Stored items:
^^^^^^^^^^^^^^^^
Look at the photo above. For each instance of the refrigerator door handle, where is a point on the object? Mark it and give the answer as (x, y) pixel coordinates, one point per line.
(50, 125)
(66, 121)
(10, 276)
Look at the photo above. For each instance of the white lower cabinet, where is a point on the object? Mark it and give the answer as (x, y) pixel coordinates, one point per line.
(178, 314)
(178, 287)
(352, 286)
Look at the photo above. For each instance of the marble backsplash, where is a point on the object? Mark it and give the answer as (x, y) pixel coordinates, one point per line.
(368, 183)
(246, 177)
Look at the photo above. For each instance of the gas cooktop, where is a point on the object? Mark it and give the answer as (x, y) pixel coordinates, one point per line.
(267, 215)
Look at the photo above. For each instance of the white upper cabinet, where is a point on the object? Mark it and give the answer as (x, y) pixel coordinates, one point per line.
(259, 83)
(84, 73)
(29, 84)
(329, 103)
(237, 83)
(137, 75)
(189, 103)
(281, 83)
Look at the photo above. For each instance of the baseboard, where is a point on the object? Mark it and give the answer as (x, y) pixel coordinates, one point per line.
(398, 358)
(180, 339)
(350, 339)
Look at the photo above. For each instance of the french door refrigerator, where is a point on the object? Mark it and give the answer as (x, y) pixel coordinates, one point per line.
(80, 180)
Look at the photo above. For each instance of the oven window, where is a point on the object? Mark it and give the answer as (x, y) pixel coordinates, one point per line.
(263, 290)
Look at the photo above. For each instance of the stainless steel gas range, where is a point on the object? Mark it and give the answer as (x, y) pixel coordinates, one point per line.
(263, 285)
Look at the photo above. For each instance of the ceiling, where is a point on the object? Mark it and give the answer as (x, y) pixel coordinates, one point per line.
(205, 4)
^^^^^^^^^^^^^^^^
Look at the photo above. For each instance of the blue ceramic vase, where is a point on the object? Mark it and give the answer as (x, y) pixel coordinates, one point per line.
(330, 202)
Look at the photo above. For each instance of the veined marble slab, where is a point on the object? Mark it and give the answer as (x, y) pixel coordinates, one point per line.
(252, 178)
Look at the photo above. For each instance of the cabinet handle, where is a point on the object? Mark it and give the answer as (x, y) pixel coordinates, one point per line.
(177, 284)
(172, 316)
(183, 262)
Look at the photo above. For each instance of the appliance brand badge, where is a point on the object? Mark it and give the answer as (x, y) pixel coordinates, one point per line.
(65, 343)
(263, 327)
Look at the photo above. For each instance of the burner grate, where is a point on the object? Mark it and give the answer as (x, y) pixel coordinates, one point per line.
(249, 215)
^^^^^^^^^^^^^^^^
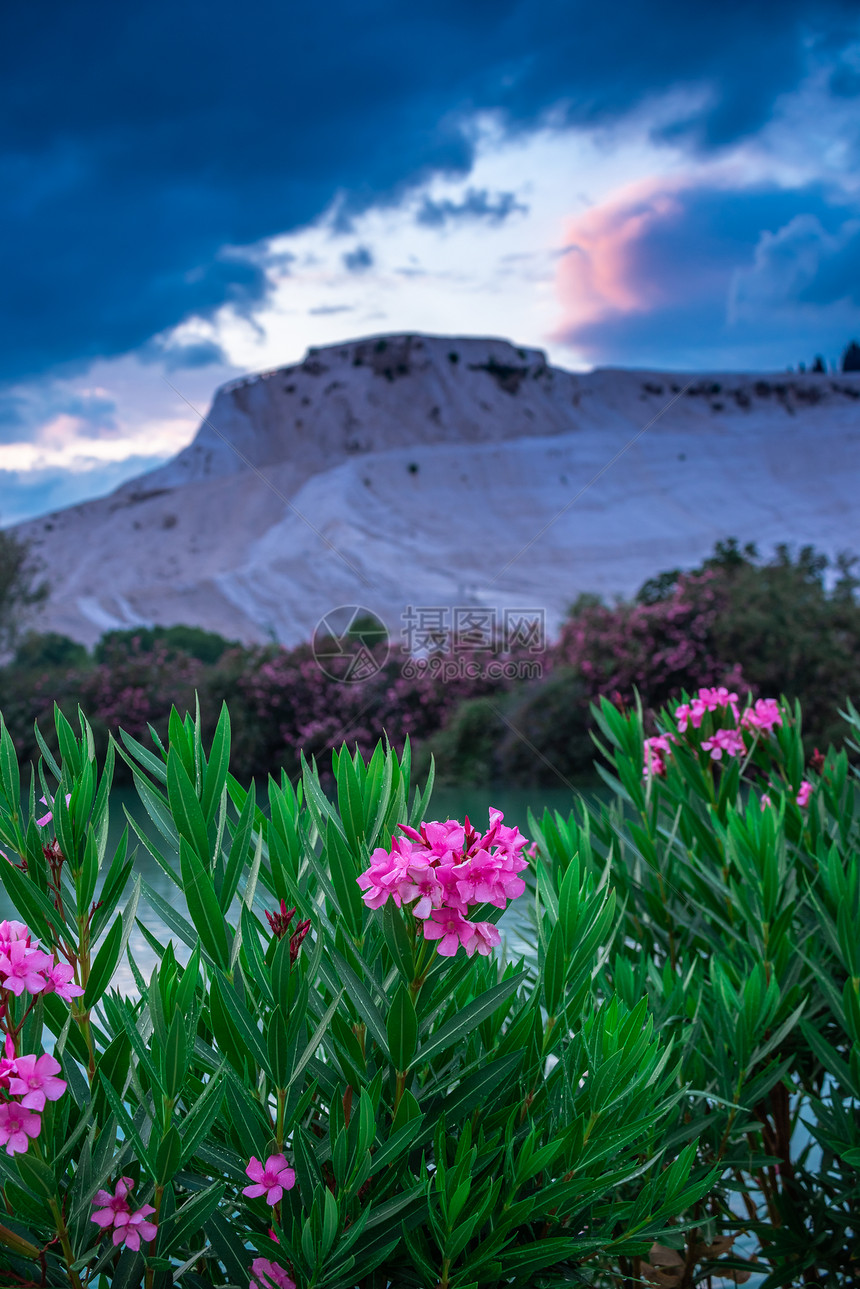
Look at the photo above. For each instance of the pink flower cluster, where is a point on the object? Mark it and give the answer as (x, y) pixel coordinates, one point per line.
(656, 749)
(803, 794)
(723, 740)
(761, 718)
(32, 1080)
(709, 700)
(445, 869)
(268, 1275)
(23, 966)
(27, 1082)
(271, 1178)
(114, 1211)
^^^^^^^^^^^^^^^^
PROBLEM DESCRIPTION: Return every line of the data above that contains the string "refrigerator", matching case exactly.

EXERCISE ANSWER:
Look at the photo above. For each instance of the refrigerator door handle, where is a point on the object? Mark it and give the answer as (x, y) pixel coordinates, one point per line.
Look at the photo above. For each instance of the french door refrigerator, where is a point on the object? Mark it and give the answer as (x, y) pixel coordinates, one point per line.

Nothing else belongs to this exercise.